Point annotation dataset records:
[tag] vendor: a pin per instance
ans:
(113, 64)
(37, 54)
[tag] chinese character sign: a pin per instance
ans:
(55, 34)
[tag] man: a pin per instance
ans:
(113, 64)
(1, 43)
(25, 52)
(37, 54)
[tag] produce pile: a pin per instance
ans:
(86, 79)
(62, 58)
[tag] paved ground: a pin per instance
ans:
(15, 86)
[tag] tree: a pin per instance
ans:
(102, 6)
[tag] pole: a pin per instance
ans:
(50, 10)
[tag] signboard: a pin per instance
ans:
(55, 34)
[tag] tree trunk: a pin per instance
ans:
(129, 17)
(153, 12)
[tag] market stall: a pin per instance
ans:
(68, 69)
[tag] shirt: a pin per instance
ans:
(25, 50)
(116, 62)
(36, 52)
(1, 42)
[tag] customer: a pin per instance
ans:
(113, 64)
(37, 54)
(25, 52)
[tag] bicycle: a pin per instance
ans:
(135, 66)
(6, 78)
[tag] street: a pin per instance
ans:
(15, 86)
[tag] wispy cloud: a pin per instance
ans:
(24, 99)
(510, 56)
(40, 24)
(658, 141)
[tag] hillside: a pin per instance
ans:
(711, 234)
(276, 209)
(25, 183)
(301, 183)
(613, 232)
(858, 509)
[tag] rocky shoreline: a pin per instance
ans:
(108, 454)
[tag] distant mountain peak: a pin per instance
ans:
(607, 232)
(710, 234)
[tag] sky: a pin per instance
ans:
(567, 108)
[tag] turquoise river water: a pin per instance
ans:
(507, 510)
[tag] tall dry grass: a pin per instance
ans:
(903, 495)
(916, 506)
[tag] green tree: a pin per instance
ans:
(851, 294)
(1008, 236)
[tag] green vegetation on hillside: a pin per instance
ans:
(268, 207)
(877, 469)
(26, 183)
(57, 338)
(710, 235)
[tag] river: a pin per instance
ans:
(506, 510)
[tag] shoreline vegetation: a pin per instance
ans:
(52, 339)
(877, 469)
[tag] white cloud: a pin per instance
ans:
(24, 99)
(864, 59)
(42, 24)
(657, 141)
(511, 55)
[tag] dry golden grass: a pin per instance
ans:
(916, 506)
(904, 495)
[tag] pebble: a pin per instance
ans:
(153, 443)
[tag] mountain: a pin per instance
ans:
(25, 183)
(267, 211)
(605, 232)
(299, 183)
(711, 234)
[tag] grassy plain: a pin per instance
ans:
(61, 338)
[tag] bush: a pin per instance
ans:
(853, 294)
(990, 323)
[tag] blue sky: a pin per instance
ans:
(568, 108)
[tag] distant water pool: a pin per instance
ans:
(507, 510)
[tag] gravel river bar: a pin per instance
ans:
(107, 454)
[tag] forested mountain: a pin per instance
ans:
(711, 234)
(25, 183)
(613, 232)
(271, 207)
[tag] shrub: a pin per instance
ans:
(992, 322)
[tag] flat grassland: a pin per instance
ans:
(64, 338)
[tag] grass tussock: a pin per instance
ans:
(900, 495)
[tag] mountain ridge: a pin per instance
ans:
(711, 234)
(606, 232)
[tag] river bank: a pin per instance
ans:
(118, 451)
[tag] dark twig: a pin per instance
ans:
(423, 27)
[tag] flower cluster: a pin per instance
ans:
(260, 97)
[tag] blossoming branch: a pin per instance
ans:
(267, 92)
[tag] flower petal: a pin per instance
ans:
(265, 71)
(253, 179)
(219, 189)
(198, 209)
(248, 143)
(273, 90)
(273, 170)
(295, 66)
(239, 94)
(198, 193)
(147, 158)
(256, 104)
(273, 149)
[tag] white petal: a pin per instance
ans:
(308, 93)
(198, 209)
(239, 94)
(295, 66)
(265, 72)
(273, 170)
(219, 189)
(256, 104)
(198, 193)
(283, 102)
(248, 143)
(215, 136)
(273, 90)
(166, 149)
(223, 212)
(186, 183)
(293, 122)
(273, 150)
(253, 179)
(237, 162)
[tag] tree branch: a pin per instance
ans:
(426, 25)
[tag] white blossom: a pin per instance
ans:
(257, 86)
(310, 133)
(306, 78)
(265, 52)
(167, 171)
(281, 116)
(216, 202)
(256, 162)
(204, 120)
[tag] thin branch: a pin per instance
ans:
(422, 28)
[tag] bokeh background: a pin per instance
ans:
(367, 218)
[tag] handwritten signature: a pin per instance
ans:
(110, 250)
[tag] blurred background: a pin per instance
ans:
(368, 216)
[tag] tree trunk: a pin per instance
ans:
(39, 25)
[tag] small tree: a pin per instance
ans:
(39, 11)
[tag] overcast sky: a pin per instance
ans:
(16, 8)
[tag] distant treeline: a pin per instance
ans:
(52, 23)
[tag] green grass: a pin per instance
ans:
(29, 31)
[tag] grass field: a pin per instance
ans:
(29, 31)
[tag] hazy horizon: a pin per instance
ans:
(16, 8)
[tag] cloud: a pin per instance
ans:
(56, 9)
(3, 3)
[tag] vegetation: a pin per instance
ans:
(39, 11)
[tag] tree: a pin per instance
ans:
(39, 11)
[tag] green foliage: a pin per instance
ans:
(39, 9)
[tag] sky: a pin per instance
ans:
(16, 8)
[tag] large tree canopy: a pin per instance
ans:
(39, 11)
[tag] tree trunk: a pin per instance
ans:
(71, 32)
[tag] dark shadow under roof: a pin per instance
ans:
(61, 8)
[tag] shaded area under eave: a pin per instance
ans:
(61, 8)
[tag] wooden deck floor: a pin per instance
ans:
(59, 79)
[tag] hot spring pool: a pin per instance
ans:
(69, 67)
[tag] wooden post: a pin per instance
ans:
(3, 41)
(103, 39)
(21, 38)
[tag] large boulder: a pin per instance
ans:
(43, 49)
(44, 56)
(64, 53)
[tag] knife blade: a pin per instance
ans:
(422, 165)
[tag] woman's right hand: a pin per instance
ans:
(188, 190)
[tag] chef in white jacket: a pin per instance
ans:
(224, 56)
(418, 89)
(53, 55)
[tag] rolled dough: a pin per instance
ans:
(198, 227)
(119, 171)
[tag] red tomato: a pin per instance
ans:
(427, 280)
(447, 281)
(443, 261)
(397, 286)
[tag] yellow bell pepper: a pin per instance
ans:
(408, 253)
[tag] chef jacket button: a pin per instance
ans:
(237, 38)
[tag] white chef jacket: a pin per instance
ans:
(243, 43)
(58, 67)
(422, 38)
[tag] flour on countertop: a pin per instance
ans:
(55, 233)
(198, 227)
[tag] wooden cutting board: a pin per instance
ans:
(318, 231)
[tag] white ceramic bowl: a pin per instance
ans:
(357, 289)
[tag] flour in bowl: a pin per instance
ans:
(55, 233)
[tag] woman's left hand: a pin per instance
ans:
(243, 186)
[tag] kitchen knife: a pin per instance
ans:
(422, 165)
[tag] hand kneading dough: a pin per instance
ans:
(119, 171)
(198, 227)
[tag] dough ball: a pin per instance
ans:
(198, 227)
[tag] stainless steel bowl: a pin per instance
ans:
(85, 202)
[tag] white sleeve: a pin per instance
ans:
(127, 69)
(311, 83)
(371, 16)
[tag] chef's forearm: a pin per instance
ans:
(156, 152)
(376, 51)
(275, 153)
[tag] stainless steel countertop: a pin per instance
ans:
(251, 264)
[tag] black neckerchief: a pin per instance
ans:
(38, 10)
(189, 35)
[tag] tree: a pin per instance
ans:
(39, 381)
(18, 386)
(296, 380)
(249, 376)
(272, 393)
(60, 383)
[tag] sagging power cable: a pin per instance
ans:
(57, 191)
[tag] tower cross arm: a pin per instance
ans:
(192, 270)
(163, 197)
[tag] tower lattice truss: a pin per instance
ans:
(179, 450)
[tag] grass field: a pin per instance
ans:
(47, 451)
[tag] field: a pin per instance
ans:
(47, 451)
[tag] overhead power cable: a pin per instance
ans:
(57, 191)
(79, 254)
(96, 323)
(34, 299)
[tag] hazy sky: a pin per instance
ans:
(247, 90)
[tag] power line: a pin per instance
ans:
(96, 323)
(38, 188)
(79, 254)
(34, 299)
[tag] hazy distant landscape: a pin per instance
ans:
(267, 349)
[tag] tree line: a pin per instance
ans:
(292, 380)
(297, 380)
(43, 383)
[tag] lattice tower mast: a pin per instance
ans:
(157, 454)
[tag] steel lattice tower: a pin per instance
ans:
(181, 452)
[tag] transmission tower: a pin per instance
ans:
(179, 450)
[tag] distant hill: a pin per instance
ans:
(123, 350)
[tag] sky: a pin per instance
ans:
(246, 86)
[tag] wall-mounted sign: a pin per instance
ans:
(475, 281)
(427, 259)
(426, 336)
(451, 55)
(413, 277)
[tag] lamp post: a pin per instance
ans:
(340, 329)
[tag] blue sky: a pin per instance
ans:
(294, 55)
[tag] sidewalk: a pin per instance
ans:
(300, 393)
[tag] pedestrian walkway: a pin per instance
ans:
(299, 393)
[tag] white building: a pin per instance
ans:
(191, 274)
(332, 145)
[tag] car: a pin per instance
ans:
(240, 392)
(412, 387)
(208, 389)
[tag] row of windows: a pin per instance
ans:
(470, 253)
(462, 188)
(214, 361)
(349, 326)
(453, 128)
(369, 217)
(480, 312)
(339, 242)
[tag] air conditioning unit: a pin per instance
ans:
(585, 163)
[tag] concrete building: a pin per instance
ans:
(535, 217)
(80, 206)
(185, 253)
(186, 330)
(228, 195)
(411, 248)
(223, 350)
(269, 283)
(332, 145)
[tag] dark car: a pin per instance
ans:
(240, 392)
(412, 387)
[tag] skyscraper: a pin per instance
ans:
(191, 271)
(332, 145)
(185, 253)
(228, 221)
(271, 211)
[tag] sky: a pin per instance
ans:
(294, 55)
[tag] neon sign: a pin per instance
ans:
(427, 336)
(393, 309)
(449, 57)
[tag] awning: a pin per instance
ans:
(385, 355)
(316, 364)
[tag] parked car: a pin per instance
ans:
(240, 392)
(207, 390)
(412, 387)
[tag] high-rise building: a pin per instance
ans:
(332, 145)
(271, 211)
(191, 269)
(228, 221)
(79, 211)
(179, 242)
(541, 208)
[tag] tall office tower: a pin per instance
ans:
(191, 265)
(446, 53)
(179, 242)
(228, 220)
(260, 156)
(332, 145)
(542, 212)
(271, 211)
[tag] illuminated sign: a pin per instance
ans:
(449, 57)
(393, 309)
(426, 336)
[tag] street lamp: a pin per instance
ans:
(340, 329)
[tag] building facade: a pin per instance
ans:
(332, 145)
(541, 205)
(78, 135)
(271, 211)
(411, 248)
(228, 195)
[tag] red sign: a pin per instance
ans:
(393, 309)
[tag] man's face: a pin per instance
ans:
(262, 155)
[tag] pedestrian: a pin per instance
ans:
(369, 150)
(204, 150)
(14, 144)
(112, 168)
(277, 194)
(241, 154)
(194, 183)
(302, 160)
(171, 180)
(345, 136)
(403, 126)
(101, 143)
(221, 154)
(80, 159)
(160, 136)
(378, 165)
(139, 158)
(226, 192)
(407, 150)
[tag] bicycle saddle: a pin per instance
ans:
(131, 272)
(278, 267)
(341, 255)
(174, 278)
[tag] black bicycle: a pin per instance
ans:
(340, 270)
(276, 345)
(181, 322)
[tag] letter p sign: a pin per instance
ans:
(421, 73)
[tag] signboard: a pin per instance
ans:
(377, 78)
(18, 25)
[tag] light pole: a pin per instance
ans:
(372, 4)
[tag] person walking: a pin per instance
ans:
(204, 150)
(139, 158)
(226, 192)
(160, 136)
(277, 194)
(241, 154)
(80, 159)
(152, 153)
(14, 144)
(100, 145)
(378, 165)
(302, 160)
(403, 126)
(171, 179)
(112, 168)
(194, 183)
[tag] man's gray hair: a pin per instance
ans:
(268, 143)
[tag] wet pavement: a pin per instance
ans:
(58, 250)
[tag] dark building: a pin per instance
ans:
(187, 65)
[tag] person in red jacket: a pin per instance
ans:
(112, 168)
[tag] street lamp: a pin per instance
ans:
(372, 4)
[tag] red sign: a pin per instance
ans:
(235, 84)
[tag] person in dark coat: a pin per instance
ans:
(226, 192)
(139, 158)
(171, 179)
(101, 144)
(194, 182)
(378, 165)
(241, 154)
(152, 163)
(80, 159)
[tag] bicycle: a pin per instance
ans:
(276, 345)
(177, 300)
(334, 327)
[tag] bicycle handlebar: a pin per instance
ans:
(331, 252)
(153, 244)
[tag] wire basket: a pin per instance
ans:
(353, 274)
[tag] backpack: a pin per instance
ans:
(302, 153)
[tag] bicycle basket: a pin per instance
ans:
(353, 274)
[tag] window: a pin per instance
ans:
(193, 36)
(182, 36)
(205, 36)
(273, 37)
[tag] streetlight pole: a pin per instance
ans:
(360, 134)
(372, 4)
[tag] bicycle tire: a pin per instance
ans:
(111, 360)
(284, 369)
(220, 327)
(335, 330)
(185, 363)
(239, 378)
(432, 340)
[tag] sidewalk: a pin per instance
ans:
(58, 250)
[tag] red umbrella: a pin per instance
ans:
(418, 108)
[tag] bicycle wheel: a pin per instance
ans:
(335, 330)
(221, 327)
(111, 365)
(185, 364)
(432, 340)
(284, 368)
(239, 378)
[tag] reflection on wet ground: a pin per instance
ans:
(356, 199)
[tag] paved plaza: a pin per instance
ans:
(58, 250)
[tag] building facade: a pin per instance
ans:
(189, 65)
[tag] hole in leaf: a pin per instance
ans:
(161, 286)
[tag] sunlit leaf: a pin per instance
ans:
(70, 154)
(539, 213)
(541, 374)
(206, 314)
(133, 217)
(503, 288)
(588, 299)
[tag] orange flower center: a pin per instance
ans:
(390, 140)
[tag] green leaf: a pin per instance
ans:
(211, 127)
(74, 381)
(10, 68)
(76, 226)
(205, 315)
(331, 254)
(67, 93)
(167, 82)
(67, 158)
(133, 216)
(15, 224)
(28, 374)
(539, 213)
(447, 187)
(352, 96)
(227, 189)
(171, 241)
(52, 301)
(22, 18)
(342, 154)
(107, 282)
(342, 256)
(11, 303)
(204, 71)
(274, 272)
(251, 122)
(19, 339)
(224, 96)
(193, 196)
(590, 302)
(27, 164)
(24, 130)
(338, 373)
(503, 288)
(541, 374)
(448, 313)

# INSTRUCTIONS FOR THE TASK:
Set down exactly what runs from the line with "[tag] wire basket: a pin per instance" to the last line of the data above, including both of those lines and no others.

# SOLUTION FOR THIS TASK:
[tag] wire basket: a pin per instance
ans:
(353, 274)
[tag] backpack: a pin per instance
ans:
(302, 153)
[tag] bicycle basket: a pin per instance
ans:
(353, 274)
[tag] window: a pin per instance
ans:
(193, 36)
(182, 36)
(205, 36)
(273, 37)
[tag] streetlight pole: a pin per instance
ans:
(360, 134)
(372, 4)
[tag] bicycle tire: a pin per instance
ans:
(111, 360)
(284, 369)
(220, 327)
(335, 330)
(185, 363)
(239, 378)
(432, 340)
[tag] sidewalk: a pin per instance
ans:
(58, 250)
[tag] red umbrella: a pin per instance
ans:
(418, 108)
[tag] bicycle wheel: a pin per instance
ans:
(335, 330)
(221, 327)
(111, 365)
(185, 364)
(432, 340)
(284, 368)
(239, 378)
[tag] reflection on wet ground: a pin per instance
ans:
(356, 199)
[tag] paved plaza: a pin per instance
ans:
(58, 250)
[tag] building facade: a pin per instance
ans:
(189, 65)
[tag] hole in leaf: a pin per instance
ans:
(161, 286)
[tag] sunlit leaf: a pin per instance
ans:
(70, 154)
(539, 213)
(541, 374)
(206, 314)
(133, 217)
(503, 288)
(588, 299)
[tag] orange flower center: a pin per instance
ans:
(390, 140)
[tag] green leaf: a pin per instance
ans:
(211, 127)
(74, 381)
(10, 68)
(76, 226)
(205, 315)
(331, 254)
(67, 93)
(167, 82)
(67, 158)
(133, 216)
(15, 224)
(28, 374)
(539, 213)
(447, 187)
(352, 96)
(227, 189)
(171, 241)
(52, 301)
(22, 18)
(342, 154)
(107, 282)
(342, 256)
(11, 303)
(204, 71)
(274, 272)
(251, 122)
(19, 339)
(224, 96)
(193, 196)
(590, 302)
(27, 164)
(24, 130)
(338, 373)
(503, 288)
(541, 374)
(448, 313)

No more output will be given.